● EXERCISE GOAL: How many lines of the material below contain the string "metal", with case counting? Reply with the number alone.

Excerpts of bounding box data
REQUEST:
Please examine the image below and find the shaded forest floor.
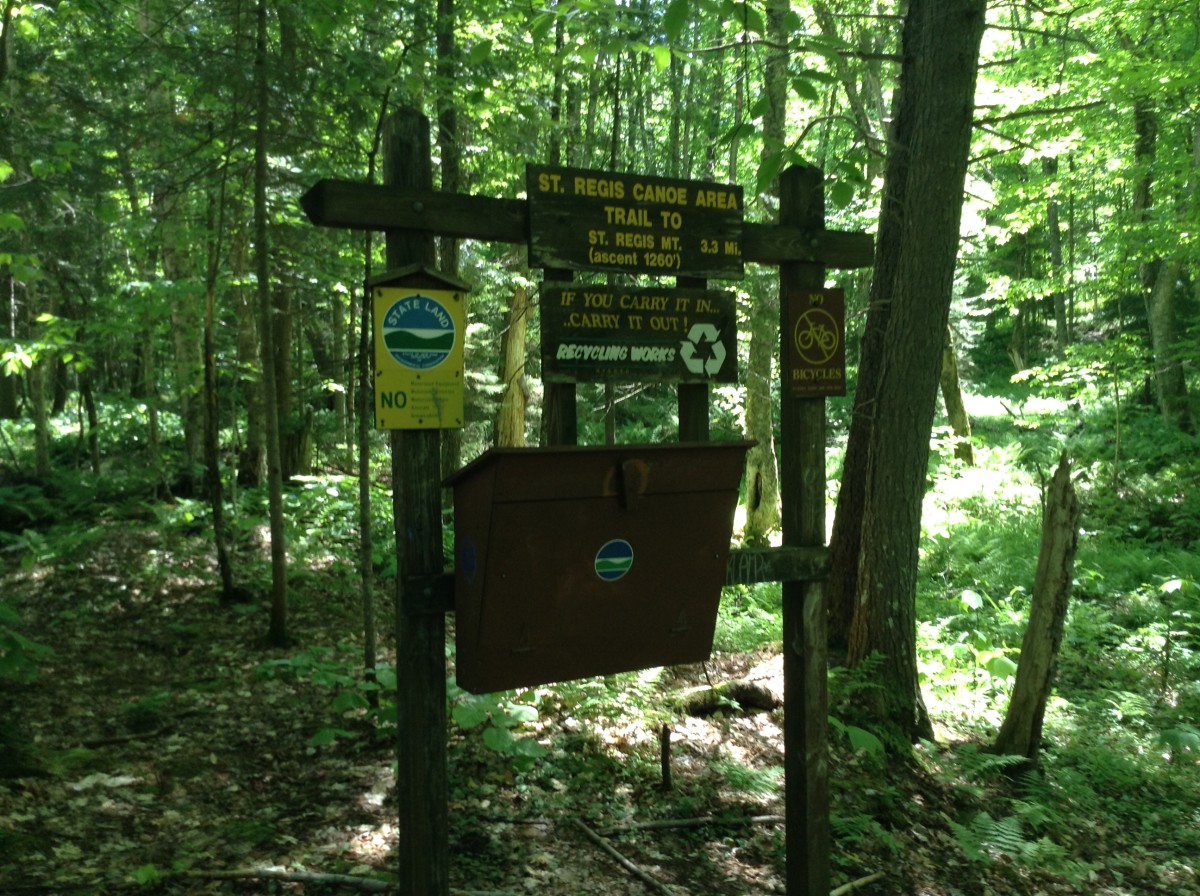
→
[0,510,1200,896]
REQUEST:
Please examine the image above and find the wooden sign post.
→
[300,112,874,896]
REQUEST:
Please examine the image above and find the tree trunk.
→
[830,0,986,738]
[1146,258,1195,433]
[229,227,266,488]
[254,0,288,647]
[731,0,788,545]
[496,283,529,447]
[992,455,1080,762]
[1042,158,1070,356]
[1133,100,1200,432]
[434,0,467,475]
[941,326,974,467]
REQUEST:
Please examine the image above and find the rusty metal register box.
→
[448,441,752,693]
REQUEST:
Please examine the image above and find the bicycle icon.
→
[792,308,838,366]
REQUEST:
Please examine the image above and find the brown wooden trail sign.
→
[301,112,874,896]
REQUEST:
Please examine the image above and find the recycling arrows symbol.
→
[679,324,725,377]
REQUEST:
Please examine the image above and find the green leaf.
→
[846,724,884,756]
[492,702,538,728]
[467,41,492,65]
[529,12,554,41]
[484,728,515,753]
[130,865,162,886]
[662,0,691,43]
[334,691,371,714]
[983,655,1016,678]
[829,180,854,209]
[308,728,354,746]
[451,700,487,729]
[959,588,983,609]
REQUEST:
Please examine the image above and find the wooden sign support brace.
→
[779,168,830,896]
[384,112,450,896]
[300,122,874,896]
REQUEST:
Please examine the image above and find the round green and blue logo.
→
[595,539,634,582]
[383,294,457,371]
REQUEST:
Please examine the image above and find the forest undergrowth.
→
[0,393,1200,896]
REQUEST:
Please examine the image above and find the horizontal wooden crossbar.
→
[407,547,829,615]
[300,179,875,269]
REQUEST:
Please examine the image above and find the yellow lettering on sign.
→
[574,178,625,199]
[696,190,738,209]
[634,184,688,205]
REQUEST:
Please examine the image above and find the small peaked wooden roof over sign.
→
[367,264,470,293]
--
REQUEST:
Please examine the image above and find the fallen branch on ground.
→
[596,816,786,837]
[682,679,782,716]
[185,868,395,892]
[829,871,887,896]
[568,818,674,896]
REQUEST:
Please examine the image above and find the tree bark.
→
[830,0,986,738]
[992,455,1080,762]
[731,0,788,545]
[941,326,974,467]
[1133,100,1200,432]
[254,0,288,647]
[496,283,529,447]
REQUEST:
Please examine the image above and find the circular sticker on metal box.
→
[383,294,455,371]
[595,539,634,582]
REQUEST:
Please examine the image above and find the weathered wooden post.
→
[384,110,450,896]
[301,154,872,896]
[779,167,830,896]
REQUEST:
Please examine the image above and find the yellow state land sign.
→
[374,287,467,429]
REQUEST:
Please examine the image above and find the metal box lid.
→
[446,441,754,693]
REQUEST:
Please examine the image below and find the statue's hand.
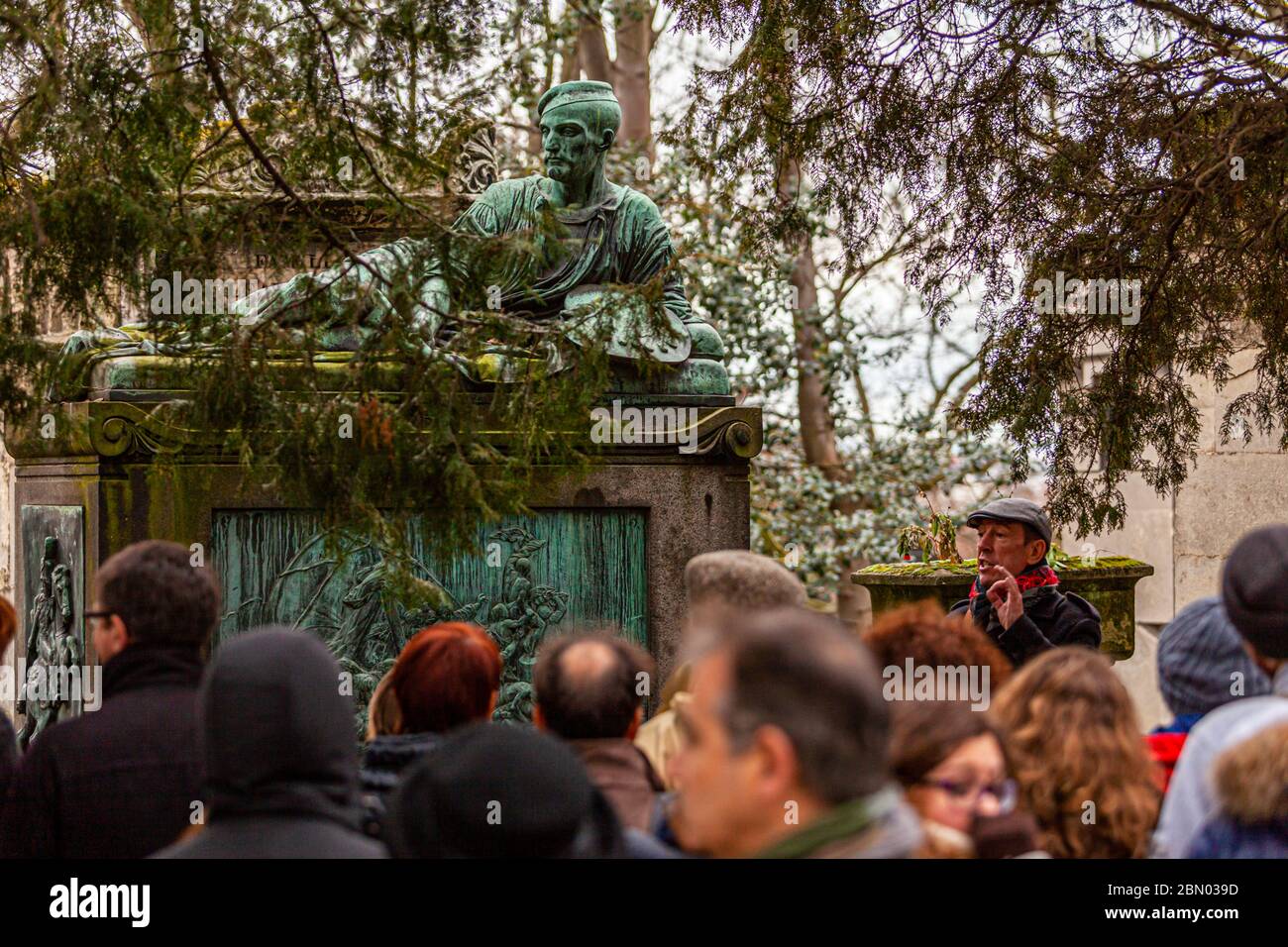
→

● ANSWER TO THIS TASK: 3